Data for this task ::

>> START

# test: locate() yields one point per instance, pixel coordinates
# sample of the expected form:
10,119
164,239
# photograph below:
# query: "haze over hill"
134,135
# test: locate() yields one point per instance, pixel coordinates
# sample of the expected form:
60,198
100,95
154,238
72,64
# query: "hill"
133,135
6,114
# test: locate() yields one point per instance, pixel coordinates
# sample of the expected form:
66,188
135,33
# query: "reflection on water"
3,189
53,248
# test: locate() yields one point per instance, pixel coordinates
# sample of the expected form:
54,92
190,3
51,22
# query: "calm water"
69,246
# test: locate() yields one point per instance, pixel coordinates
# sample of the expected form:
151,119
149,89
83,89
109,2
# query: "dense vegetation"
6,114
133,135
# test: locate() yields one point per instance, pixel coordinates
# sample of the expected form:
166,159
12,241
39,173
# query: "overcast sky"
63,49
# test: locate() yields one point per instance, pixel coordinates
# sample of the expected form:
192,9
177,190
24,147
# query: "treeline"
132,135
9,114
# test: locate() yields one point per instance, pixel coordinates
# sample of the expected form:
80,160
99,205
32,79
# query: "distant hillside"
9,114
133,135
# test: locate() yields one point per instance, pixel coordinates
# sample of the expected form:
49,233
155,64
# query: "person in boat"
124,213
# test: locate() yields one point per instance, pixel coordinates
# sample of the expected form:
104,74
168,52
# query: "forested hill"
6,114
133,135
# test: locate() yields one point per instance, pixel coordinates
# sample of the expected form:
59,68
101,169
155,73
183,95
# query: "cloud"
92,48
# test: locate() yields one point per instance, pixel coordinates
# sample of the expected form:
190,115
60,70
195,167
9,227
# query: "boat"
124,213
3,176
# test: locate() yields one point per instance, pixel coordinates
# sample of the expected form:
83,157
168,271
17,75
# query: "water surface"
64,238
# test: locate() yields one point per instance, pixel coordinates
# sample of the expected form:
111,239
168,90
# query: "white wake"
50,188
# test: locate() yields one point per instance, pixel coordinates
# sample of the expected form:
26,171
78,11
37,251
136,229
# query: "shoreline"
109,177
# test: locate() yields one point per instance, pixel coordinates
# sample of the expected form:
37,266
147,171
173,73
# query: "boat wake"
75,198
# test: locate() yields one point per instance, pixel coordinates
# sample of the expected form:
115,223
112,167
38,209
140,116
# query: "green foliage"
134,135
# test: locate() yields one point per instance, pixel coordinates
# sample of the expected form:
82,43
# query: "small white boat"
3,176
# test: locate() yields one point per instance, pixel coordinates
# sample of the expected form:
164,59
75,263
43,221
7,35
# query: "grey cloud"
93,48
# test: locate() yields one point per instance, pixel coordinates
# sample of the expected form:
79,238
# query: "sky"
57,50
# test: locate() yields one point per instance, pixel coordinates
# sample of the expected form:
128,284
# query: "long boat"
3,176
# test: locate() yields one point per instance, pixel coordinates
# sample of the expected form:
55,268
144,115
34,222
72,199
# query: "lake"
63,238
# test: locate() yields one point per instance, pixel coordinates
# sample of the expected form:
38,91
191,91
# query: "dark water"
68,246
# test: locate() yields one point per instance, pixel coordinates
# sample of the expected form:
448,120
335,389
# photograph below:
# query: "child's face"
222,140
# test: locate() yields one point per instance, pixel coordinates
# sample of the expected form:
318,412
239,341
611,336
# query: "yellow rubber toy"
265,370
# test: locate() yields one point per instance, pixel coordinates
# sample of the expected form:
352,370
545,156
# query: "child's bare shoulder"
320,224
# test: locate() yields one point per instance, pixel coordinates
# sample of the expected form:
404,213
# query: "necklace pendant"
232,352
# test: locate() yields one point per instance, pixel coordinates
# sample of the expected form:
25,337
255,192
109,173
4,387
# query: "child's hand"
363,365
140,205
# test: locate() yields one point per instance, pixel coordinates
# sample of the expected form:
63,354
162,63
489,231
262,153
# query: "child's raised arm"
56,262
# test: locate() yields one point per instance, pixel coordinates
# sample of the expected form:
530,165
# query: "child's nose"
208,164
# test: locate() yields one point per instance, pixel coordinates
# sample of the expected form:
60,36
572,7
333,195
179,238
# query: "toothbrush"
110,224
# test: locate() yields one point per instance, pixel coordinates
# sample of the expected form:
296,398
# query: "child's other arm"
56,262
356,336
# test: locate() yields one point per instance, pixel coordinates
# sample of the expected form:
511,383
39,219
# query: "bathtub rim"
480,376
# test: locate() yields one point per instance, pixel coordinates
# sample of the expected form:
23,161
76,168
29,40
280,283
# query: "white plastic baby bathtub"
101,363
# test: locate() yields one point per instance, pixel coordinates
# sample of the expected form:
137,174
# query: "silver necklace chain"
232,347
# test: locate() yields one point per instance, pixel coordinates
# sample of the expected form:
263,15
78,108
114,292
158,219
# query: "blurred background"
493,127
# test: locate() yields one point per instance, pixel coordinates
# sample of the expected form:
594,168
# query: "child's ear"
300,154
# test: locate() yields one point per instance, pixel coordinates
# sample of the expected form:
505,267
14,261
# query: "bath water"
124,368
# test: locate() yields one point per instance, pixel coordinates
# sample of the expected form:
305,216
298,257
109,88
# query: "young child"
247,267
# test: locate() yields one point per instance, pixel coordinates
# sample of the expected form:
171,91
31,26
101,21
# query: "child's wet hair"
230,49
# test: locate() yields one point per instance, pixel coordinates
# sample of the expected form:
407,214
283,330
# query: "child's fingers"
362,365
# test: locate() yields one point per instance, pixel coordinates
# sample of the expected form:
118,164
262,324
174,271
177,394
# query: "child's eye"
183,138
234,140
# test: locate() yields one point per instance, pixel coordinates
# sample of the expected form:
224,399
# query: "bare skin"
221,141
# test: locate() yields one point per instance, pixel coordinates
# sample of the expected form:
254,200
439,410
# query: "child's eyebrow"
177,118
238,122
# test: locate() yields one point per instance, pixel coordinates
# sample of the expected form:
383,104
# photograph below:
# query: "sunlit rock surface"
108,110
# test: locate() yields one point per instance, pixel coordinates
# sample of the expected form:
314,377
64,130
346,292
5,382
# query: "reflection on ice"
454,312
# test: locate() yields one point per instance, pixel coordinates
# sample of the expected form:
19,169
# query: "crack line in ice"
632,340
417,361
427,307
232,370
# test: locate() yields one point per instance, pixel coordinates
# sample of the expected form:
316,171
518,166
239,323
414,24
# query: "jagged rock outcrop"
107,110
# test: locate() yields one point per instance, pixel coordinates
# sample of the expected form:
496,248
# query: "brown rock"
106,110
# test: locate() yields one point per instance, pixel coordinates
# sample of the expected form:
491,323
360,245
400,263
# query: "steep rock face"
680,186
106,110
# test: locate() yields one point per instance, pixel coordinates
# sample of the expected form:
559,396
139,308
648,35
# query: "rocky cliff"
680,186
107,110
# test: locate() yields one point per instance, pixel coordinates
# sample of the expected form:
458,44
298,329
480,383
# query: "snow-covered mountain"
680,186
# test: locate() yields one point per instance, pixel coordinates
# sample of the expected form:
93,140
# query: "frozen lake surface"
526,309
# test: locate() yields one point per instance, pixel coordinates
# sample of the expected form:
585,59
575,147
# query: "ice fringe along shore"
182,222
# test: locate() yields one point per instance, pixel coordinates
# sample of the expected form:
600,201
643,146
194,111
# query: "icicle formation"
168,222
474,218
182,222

>> END

Task brief :: Repeat the records exactly, including every line.

Result for this task ::
# test: locate() yields one point per instance, pixel coordinates
# sample of the expected form:
10,119
164,239
# photograph below:
# query: "haze over hill"
134,135
# test: locate() yields one point per instance, pixel coordinates
# sample of the expected form:
60,198
100,95
154,238
72,64
# query: "hill"
133,135
6,114
# test: locate() yields one point per instance, pixel coordinates
# sample of the expected form:
66,188
135,33
# query: "reflection on water"
3,189
53,248
# test: locate() yields one point per instance, pixel coordinates
# sample of the expected form:
54,92
190,3
51,22
# query: "calm water"
69,246
# test: locate() yields one point per instance, pixel coordinates
# sample of the expected form:
151,119
149,89
83,89
109,2
# query: "dense vegetation"
6,114
133,135
# test: locate() yields one point per instance, pixel coordinates
# sample of the expected form:
166,159
12,241
39,173
# query: "overcast sky"
63,49
# test: locate() yields one point per instance, pixel coordinates
# sample of the expected form:
192,9
177,190
24,147
# query: "treeline"
132,135
9,114
# test: locate() yields one point per instance, pixel coordinates
# sample of the expected form:
80,160
99,205
32,79
# query: "distant hillside"
9,114
133,135
# test: locate() yields one point per instance, pixel coordinates
# sample of the expected form:
49,233
155,64
# query: "person in boat"
124,213
# test: locate() yields one point per instance, pixel coordinates
# sample of the expected form:
104,74
168,52
# query: "forested hill"
6,114
133,135
# test: locate() yields one point per instance, pixel coordinates
# sample of the expected form:
59,68
101,169
155,73
183,95
# query: "cloud"
92,48
# test: locate() yields one point per instance, pixel coordinates
# sample of the expected form:
190,115
60,70
195,167
9,227
# query: "boat"
124,213
3,176
# test: locate() yields one point per instance, pixel coordinates
# sample of the expected form:
83,157
168,271
17,75
# query: "water surface"
64,238
# test: locate() yields one point per instance, pixel coordinates
# sample of the expected form:
111,239
168,90
# query: "white wake"
50,188
# test: locate() yields one point per instance, pixel coordinates
# sample of the expected form:
26,171
78,11
37,251
136,229
# query: "shoreline"
109,177
# test: locate() yields one point per instance, pixel coordinates
# sample of the expected form:
37,266
147,171
173,73
# query: "boat wake"
75,198
# test: locate() yields one point per instance, pixel coordinates
# sample of the expected form:
115,223
112,167
38,209
140,116
# query: "green foliage"
134,135
# test: locate() yields one point per instance, pixel coordinates
# sample of the expected form:
82,43
# query: "small white boat"
3,176
# test: locate() yields one point per instance, pixel coordinates
# sample of the expected form:
164,59
75,263
43,221
7,35
# query: "grey cloud"
93,48
# test: locate() yields one point per instance, pixel coordinates
# sample of the expected form:
79,238
# query: "sky"
57,50
# test: locate() yields one point per instance, pixel coordinates
# sample of the expected form:
128,284
# query: "long boat"
3,176
# test: locate() yields one point per instance, pixel coordinates
# sample of the expected form:
55,268
144,115
34,222
72,199
# query: "lake"
63,238
# test: locate() yields one point per instance, pixel coordinates
# sample of the expected form:
38,91
191,91
# query: "dark water"
68,246
# test: locate() yields one point per instance, pixel coordinates
# sample of the expected form:
448,120
335,389
# photograph below:
# query: "child's face"
222,140
# test: locate() yields one point per instance, pixel coordinates
# sample of the expected form:
318,412
239,341
611,336
# query: "yellow rubber toy"
265,370
# test: locate() yields one point per instance, pixel coordinates
# sample of the expected form:
352,370
545,156
# query: "child's bare shoulder"
320,224
# test: locate() yields one point per instance, pixel coordinates
# sample of the expected form:
404,213
# query: "necklace pendant"
232,352
# test: locate() yields one point per instance, pixel coordinates
# sample of the expected form:
25,337
255,192
109,173
4,387
# query: "child's hand"
363,365
140,205
# test: locate() yields one point per instance, pixel coordinates
# sample of the expected form:
63,354
162,63
489,231
262,153
# query: "child's raised arm"
56,262
# test: locate() yields one point per instance, pixel coordinates
# sample of the expected form:
530,165
# query: "child's nose"
208,164
# test: locate() yields one point per instance, pixel coordinates
# sample of the expected form:
60,36
572,7
333,195
179,238
# query: "toothbrush"
110,224
# test: locate() yields one point per instance, pixel coordinates
# sample of the expected form:
296,398
# query: "child's other arm"
56,262
356,336
# test: locate() yields one point per instance, pixel coordinates
# sample of the expected form:
511,383
39,219
# query: "bathtub rim"
480,376
# test: locate() yields one point per instance, pixel coordinates
# sample of the expected form:
23,161
76,168
29,40
280,283
# query: "white plastic baby bathtub"
101,363
# test: locate() yields one point per instance, pixel coordinates
# sample of the expected form:
137,174
# query: "silver necklace chain"
232,347
# test: locate() yields one point per instance, pixel coordinates
# sample of the expected form:
263,15
78,108
114,292
158,219
# query: "blurred background"
493,127
# test: locate() yields one point per instance, pixel coordinates
# sample of the expected form:
594,168
# query: "child's ear"
300,154
# test: locate() yields one point per instance, pixel coordinates
# sample of the expected form:
505,267
14,261
# query: "bath water"
124,368
# test: locate() yields one point per instance, pixel coordinates
# sample of the expected form:
305,216
298,257
109,88
# query: "young child"
247,267
# test: locate() yields one point per instance, pixel coordinates
# sample of the expected form:
171,91
31,26
101,21
# query: "child's wet hair"
230,49
# test: locate() yields one point per instance, pixel coordinates
# sample of the expected form:
407,214
283,330
# query: "child's fingers"
362,365
# test: locate() yields one point per instance, pixel coordinates
# sample of the expected form:
118,164
262,324
174,271
177,394
# query: "child's eye"
183,138
234,140
# test: locate() yields one point per instance, pixel coordinates
# sample of the expected form:
224,399
# query: "bare skin"
221,141
# test: locate() yields one point per instance, pixel coordinates
# sample of the expected form:
254,200
439,410
# query: "child's eyebrow"
177,118
238,122
# test: locate() yields one point per instance, pixel coordinates
# sample of the expected form:
383,104
# photograph below:
# query: "sunlit rock surface"
108,110
# test: locate() yields one point per instance, pixel coordinates
# sample of the expected form:
314,377
64,130
346,292
5,382
# query: "reflection on ice"
454,312
# test: locate() yields one point per instance, pixel coordinates
# sample of the expected form:
19,169
# query: "crack line in ice"
632,340
417,361
427,307
232,370
# test: locate() yields one point per instance, pixel coordinates
# sample of the expected form:
316,171
518,166
239,323
414,24
# query: "jagged rock outcrop"
107,110
# test: locate() yields one point per instance, pixel coordinates
# sample of the expected form:
496,248
# query: "brown rock"
106,110
# test: locate() yields one point per instance, pixel coordinates
# sample of the expected form:
491,323
360,245
400,263
# query: "steep rock face"
680,186
106,110
# test: locate() yields one point per instance, pixel coordinates
# sample of the expected form:
559,396
139,308
648,35
# query: "rocky cliff"
680,186
107,110
# test: locate() yields one point per instance, pixel coordinates
# sample of the expected form:
458,44
298,329
480,383
# query: "snow-covered mountain"
680,186
# test: locate() yields one point per instance, pixel coordinates
# sample of the expected form:
93,140
# query: "frozen lake surface"
526,309
# test: locate() yields one point per instance, pixel coordinates
# sample of the expected form:
585,59
575,147
# query: "ice fringe along shore"
182,222
# test: locate() yields one point per instance, pixel coordinates
# sample of the expected form:
600,201
643,146
194,111
# query: "icicle formation"
168,222
474,218
182,222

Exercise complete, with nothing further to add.